Coordinate annotation entries:
▬▬▬▬▬▬▬▬▬▬

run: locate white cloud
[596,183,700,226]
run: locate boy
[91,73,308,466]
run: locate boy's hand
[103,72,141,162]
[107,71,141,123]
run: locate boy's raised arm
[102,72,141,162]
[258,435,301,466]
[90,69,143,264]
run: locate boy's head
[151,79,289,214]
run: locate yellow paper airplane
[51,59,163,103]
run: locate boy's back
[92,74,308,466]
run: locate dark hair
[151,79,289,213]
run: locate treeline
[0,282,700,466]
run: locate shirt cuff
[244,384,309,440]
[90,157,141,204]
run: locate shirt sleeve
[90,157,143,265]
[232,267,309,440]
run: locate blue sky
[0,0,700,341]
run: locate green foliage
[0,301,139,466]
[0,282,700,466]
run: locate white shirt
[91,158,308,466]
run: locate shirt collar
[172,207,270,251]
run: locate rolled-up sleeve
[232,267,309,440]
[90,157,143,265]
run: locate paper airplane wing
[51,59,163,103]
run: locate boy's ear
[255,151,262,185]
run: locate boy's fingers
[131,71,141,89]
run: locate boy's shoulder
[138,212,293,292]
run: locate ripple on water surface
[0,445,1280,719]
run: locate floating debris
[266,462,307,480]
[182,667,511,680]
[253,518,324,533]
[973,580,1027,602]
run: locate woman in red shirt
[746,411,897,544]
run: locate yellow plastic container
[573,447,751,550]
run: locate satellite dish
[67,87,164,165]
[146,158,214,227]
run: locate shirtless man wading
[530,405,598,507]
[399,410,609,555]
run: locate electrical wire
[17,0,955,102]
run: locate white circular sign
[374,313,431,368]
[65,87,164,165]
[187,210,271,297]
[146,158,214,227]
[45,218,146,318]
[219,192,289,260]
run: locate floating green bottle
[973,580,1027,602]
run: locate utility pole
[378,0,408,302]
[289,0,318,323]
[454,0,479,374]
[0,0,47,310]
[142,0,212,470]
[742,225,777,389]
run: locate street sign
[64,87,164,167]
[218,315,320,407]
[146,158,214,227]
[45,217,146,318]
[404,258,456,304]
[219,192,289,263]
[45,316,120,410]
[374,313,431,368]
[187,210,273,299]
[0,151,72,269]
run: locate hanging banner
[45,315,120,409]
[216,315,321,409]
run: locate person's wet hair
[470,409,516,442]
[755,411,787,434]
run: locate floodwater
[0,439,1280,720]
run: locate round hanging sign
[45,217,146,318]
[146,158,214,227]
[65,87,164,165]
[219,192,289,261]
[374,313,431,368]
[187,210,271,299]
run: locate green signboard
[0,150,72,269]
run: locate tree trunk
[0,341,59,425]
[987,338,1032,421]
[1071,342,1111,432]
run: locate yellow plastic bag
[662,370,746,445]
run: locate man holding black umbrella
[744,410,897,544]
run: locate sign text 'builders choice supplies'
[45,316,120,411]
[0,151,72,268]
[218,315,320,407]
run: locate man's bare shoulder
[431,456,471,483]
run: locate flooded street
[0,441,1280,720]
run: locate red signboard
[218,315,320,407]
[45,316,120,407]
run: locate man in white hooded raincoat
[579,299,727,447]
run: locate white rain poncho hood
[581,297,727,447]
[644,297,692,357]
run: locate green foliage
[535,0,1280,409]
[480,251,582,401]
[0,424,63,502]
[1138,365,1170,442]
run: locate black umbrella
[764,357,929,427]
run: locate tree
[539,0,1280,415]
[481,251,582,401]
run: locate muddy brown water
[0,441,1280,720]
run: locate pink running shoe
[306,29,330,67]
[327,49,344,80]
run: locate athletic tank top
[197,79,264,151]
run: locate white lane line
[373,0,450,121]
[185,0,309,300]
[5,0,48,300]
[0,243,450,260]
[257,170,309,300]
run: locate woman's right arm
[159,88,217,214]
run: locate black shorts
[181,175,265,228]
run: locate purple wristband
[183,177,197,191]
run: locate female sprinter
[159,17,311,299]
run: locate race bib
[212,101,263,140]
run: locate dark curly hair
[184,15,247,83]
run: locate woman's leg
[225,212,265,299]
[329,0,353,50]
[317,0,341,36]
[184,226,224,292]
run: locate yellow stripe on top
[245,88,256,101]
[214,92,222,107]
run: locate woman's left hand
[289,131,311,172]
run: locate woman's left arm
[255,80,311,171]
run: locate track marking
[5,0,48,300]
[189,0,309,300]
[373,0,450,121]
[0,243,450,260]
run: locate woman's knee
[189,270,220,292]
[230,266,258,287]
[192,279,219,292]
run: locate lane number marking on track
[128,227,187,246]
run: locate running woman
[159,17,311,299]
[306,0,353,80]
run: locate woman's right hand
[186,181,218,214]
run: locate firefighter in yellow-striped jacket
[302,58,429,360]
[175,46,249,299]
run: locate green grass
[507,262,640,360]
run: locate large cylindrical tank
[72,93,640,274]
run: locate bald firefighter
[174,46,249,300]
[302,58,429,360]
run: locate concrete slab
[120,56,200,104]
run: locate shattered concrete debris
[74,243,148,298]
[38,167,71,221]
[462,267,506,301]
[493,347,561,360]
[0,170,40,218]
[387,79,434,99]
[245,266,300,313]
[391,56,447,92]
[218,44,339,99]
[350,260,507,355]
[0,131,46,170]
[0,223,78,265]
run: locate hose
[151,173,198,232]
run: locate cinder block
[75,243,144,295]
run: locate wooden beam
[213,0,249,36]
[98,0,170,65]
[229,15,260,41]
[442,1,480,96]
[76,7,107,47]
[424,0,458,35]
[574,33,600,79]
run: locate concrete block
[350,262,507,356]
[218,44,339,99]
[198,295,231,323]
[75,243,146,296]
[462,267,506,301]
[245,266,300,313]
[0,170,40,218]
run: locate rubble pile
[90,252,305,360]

▬▬▬▬▬▬▬▬▬▬

● What you need to do: Scale everything in the material from its first line down to and including the line containing "[91,158,308,466]", requests and all, by multiplying each coordinate by 2.35 and rounding to the nearest whole number, with halves rounded up.

● Solved problem:
run: locate white cloud
[1401,430,1645,531]
run: locate boy
[214,172,724,1095]
run: locate boy's hand
[242,169,331,381]
[251,167,331,289]
run: locate boy's raised arm
[240,169,331,381]
[606,1022,707,1095]
[212,162,336,620]
run: locate boy's head
[355,186,679,503]
run: locate yellow paper airplane
[120,139,383,242]
run: locate boy's back
[216,174,724,1095]
run: locate dark hair
[355,186,679,501]
run: locate treeline
[0,663,1645,1095]
run: locate shirt cuff
[573,902,726,1034]
[212,369,331,479]
run: locate shirt sleeve
[212,369,336,623]
[545,627,726,1034]
run: locate blue sky
[0,0,1645,801]
run: locate green foliage
[0,707,327,1095]
[0,663,1645,1095]
run: locate white shirt
[214,371,724,1095]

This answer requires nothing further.